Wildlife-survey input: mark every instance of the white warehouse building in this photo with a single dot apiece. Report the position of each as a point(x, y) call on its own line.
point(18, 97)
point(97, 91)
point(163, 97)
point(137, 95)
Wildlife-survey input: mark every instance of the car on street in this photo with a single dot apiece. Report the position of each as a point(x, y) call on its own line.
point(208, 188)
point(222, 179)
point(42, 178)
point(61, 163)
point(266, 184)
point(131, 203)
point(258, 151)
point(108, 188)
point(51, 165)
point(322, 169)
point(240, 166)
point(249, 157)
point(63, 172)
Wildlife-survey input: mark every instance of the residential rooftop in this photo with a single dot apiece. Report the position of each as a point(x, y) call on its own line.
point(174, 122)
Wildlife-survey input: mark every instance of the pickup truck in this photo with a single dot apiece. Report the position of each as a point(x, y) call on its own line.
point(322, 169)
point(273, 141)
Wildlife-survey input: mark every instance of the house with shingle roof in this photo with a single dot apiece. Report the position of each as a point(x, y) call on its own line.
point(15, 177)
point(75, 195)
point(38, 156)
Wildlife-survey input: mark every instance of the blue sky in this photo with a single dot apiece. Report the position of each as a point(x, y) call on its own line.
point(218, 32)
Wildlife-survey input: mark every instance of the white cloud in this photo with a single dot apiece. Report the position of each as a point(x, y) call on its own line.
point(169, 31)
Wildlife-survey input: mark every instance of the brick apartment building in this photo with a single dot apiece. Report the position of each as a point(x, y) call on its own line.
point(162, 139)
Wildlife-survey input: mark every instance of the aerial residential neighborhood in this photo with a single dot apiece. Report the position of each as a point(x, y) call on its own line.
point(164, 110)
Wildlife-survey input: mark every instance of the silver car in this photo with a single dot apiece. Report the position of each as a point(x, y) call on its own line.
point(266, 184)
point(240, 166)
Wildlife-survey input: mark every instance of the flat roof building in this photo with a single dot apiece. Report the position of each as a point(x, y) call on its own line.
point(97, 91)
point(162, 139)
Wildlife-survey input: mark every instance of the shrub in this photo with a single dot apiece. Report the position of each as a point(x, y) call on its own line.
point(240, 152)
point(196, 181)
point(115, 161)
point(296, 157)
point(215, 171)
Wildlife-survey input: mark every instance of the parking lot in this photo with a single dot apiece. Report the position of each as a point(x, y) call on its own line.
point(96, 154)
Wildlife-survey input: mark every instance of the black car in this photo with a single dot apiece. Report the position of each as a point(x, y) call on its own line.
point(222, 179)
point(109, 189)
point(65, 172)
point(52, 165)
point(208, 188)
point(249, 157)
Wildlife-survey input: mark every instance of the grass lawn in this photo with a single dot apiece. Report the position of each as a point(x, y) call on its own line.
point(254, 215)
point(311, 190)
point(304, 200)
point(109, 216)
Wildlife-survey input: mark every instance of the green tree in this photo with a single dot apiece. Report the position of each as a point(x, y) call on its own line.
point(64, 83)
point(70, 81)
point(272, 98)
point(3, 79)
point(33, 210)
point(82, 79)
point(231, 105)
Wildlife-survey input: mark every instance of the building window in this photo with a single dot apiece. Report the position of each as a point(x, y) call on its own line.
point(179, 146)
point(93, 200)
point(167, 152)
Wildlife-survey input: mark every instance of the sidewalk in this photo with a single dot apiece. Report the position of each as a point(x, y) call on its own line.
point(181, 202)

与えられた指示 » "Wildlife-survey input: mark every instance of the silver"を含む行で始まり"point(231, 105)"を含む行で終わる部分の項目を、両端の行と指示の行も含めてすべて書き出す。その際、答えにある座標の数値はどれも86ずつ増やして動かすこと。

完全な解答 »
Wildlife-survey input: mark every instance of the silver car in this photo with a single dot apiece. Report the position of each as a point(x, y) call on its own line.
point(352, 270)
point(326, 252)
Wildlife-survey input: mark every instance of the flat roof building in this photo with a single dot apiece. Report the position of each as a point(x, y) call on its own line.
point(183, 177)
point(248, 225)
Wildlife-survey input: mark every instance of the shrub in this photo with a single dot apiece. Report the position of each as a point(x, y) call on its own line.
point(326, 238)
point(282, 267)
point(201, 247)
point(382, 243)
point(301, 257)
Wildlife-survey input: mark every instance of the parking lot in this photo with a single dot apiece. Report the position of each as a point(x, y) call on its own line.
point(182, 240)
Wildlife-survey input: mark every instance of the black car in this photo with a single dot apiece. Report the position of each as a point(x, y) call on its own line.
point(308, 265)
point(195, 275)
point(151, 258)
point(138, 251)
point(294, 274)
point(335, 243)
Wildlife-survey input: mark every instance of the grass lawn in this photo with a single dot apiece. Report the position of each as a point(x, y) call on its own line.
point(340, 301)
point(397, 276)
point(390, 286)
point(195, 302)
Wildlife-survey input: mark every instance of the green tree in this photo with a single dot apiece. Report the position of each as a point(x, y) call on its own line.
point(150, 169)
point(156, 167)
point(358, 184)
point(89, 165)
point(119, 296)
point(168, 165)
point(317, 191)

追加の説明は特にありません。